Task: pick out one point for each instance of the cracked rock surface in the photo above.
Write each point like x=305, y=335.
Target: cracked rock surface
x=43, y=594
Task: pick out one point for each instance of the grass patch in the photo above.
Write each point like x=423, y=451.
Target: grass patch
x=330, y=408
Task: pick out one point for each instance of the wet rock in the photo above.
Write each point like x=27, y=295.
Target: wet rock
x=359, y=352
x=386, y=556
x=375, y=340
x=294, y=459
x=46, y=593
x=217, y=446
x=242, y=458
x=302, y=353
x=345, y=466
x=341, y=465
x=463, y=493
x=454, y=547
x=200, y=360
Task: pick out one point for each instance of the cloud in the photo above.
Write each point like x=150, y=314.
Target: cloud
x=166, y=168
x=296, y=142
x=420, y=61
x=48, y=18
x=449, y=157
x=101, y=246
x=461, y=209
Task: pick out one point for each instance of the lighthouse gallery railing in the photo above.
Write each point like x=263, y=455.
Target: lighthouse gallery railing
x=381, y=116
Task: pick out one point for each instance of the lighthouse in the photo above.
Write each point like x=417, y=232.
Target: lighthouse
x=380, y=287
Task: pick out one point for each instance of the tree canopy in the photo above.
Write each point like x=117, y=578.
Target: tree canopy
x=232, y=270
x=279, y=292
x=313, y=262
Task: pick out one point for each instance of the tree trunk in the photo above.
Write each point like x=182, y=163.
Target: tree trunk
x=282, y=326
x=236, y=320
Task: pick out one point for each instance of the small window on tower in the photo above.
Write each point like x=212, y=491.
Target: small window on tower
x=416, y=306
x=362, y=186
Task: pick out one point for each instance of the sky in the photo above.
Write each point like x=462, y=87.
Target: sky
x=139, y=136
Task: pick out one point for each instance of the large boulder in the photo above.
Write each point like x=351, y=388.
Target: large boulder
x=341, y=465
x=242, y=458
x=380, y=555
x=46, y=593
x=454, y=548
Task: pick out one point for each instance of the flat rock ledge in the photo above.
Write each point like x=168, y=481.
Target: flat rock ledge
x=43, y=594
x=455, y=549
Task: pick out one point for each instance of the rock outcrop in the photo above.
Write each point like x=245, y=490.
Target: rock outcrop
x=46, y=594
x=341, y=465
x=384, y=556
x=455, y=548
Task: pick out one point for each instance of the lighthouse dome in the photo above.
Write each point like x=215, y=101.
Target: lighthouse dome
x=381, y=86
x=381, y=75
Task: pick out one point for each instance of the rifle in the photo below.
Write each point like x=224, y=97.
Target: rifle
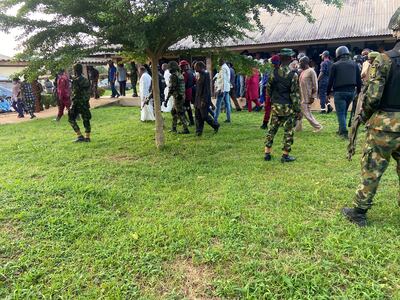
⁂
- Exercise aim -
Reproduce the whole listing above word for word, leaving out the picture.

- Answer to the exercise -
Task: pick out one point for each instance of the cracked rock surface in the photo above.
Write each point like x=305, y=335.
Target: cracked rock surface
x=43, y=594
Task: pick out one point for each instance of the grass patch in the photo above.
Write each point like x=423, y=451.
Target: grass patch
x=330, y=408
Task: pick out one point for each instance of the wet rock in the photo above.
Write each point like x=27, y=295.
Target: wet rock
x=359, y=352
x=386, y=556
x=375, y=340
x=294, y=459
x=46, y=593
x=217, y=446
x=242, y=458
x=302, y=353
x=345, y=466
x=341, y=465
x=463, y=493
x=454, y=547
x=200, y=360
Task: pick out one point for each instance of the cloud in the photo above.
Write each point like x=150, y=314.
Target: cloud
x=166, y=168
x=296, y=142
x=420, y=61
x=48, y=18
x=449, y=157
x=101, y=246
x=461, y=209
Task: pick out one point for each instance of the lighthouse gallery railing in the photo above.
Write each point like x=263, y=455.
Target: lighthouse gallery railing
x=381, y=116
Task: pick out one point for each instance of the lighthouse in the photo above.
Write each point like x=417, y=232.
Target: lighthouse
x=380, y=287
Task: pick out one point for each instance of the tree canopy in the photo above.
Write each point like x=117, y=578.
Target: tree canopy
x=232, y=270
x=279, y=292
x=313, y=262
Task: pick out one point for each instance of the tree trunk in the photo above.
Write each point like x=182, y=163.
Target: tree trunk
x=282, y=326
x=236, y=320
Task: pick out one point for each instance of the small window on tower in the photo above.
Write each point like x=212, y=491.
Target: small window on tower
x=416, y=306
x=362, y=186
Task: pick out one point for each instance of the sky in the photo above.
Write each point like x=462, y=87.
Target: sky
x=139, y=136
Task: pick out one point for each instance of the large boulder in the photo above.
Write each point like x=351, y=388.
Target: large boulder
x=341, y=465
x=242, y=458
x=380, y=555
x=46, y=593
x=454, y=548
Task: pick out one point for each instance of the flat rock ledge in the photo above.
Write each point like x=168, y=481.
Target: flat rock ledge
x=43, y=594
x=455, y=549
Task: pick out one point for each instance of the rock outcrop in the photo above.
Write each point like x=245, y=490.
Target: rock outcrop
x=46, y=594
x=341, y=465
x=384, y=556
x=455, y=548
Task: pick out one point for each instance of the lighthouse dome in the photo above.
Write each point like x=215, y=101.
Target: lighthouse dome
x=381, y=86
x=381, y=75
Task: pick out one point for each instance of the rifle in the photo below.
Write each point like x=224, y=97.
Target: rifle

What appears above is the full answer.